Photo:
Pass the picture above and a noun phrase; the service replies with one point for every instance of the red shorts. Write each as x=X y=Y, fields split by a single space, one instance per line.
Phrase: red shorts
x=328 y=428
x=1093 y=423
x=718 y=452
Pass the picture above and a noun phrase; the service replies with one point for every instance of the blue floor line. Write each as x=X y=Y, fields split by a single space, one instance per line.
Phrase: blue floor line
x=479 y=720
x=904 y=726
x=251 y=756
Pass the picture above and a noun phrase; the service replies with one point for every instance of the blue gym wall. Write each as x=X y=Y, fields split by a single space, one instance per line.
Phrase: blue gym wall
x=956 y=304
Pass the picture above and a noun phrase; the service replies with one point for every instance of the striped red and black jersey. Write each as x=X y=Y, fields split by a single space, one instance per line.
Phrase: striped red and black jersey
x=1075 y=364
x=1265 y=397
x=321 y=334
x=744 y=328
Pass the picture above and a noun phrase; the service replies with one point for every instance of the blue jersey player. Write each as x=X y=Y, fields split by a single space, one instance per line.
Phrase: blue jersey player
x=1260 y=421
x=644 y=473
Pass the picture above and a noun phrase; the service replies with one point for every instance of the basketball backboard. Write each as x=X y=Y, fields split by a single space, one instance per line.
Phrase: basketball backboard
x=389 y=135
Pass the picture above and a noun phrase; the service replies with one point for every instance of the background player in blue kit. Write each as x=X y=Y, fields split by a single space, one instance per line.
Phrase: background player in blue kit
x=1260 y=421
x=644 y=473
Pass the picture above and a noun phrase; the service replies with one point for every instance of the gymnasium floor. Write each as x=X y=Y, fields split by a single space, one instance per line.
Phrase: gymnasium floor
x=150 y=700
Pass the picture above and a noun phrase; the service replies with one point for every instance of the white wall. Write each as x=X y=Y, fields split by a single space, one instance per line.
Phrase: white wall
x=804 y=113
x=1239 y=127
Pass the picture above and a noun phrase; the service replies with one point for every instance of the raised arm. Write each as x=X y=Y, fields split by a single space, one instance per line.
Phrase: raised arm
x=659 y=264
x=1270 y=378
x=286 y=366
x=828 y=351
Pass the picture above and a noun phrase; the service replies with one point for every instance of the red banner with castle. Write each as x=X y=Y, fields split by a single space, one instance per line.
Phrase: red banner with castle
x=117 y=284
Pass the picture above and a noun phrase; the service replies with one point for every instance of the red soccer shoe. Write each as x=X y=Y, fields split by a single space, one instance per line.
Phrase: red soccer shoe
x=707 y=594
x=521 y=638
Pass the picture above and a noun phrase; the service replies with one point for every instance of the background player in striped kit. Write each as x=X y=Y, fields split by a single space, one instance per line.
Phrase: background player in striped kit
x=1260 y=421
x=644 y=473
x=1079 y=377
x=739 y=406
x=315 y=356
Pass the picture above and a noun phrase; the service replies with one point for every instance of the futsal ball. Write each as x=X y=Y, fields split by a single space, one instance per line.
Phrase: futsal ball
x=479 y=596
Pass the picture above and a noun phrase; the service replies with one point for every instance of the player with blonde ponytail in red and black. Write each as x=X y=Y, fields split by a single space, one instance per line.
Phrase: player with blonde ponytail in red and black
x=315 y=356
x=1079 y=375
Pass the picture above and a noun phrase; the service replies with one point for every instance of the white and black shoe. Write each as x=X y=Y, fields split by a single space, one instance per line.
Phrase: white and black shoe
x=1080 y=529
========================================
## EXERCISE
Reproduce the lines of the records word for word, beginning with the line that contains "in blue kit." and continuing through the line that contains "x=117 y=284", with both of those lines included.

## THE OUTPUT
Pass the picture above and a noun phrase; the service replies with one point for every instance of the background player in blue kit. Write each as x=X y=Y, fields split by a single space, one instance per line.
Phrase: background player in blue kit
x=1260 y=421
x=644 y=473
Pass the picture above and a noun phrase; the service replies with one point for every instance of the gymnasium floor. Write each as x=X y=Y, fields split by a single space, one instance per line.
Phrase: gymnasium floor
x=150 y=700
Pass the picture above and a noun phrase; the service replies with one point for every instance of the white wall. Write each as x=X y=Y, fields split by a single space, one instance per line.
Phrase: white wall
x=804 y=113
x=1239 y=127
Pass the picture above and a noun phrase; the service replies with one point for every instance of the raised arm. Write each as x=X y=Y, fields split by a single space, one instance per line.
Phrase: raised arm
x=659 y=264
x=1270 y=378
x=286 y=366
x=828 y=351
Pass the picture above and a noun phrase; the service replies with one point for every instance of the red banner with castle. Write each as x=X y=Y, fields split by a single space, one instance per line.
Phrase: red banner with castle
x=117 y=284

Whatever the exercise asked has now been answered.